As we have seen, the horse’s introduction must have taken place right from Mature Harappan times, if not earlier; but let us assume for the sake of argument that it only happened, as invasionist scholars assert without the least evidence, in Late Harappan times. Even if it were so, how would it establish
that the horse came as a result of an invasion or a migration, when other possibilities are equally valid, or more so if we look at the evolution of the region? Bryant, again, puts it crisply:

In the absence of irrefutable linguistic evidence, there is no reason to feel compelled to believe that the introduction of the horse into the subcontinent is indicative of the introduction of new peoples any more than the introduction of any other innovatory items of material culture (such as camels, sorghum, rice, lapis lazuli, or anything else) is representative of new human migratory influxes.42

In other words, at whatever epoch, the horse could have been introduced as an item of trade — and we do know that Harappans had extensive trade contacts with a wide region, from Mesopotamia all the way to northern Afghanistan and possibly parts of Turkmenistan. This is indeed the stand of archaeologists like Jean-François Jarrige or Jonathan M. Kenoyer. The latter, for instance, notes that the adoption of the horse or the camel reflects “changes [that] were made by the indigenous [Late Harappan] inhabitants, and were not the result of a new people streaming into the region. The horse and camel would indicate connections with Central Asia.”43

Whatever the date of the horse’s introduction into the subcontinent might be, there is no ground to assume a “violent” introduction through a war-like conquest.

▶ GIVEN DATA:

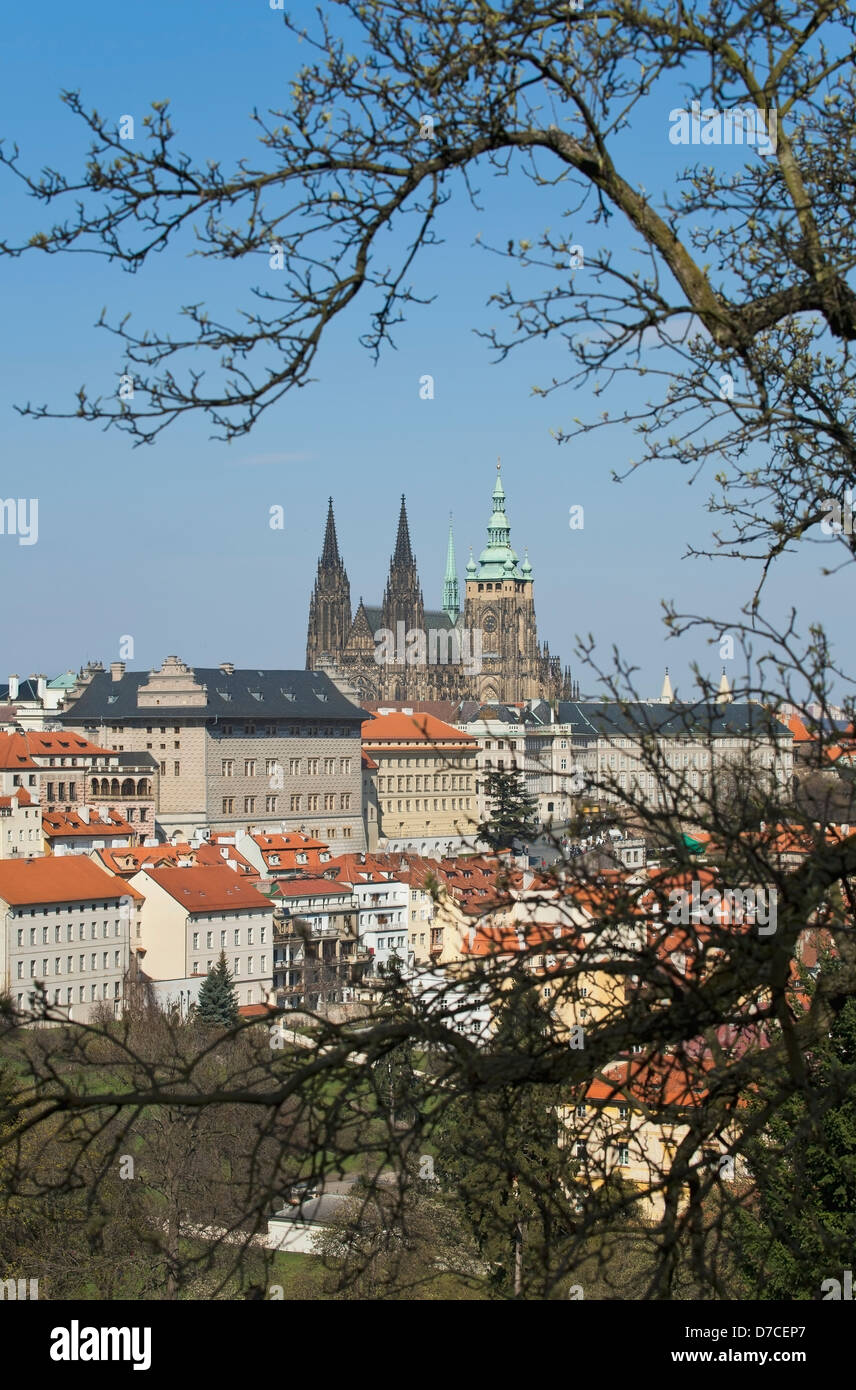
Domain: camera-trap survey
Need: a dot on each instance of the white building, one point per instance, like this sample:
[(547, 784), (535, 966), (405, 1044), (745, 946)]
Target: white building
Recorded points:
[(191, 915), (70, 926)]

▶ THE PROBLEM:
Extract the entire passage on the horse's arrival in the subcontinent word for word. The items have no role here.

▶ PROBLEM SOLUTION:
As we have seen, the horse’s introduction must have taken place right from Mature Harappan times, if not earlier; but let us assume for the sake of argument that it only happened, as invasionist scholars assert without the least evidence, in Late Harappan times. Even if it were so, how would it establish
that the horse came as a result of an invasion or a migration, when other possibilities are equally valid, or more so if we look at the evolution of the region? Bryant, again, puts it crisply:

In the absence of irrefutable linguistic evidence, there is no reason to feel compelled to believe that the introduction of the horse into the subcontinent is indicative of the introduction of new peoples any more than the introduction of any other innovatory items of material culture (such as camels, sorghum, rice, lapis lazuli, or anything else) is representative of new human migratory influxes.42

In other words, at whatever epoch, the horse could have been introduced as an item of trade — and we do know that Harappans had extensive trade contacts with a wide region, from Mesopotamia all the way to northern Afghanistan and possibly parts of Turkmenistan. This is indeed the stand of archaeologists like Jean-François Jarrige or Jonathan M. Kenoyer. The latter, for instance, notes that the adoption of the horse or the camel reflects “changes [that] were made by the indigenous [Late Harappan] inhabitants, and were not the result of a new people streaming into the region. The horse and camel would indicate connections with Central Asia.”43

Whatever the date of the horse’s introduction into the subcontinent might be, there is no ground to assume a “violent” introduction through a war-like conquest.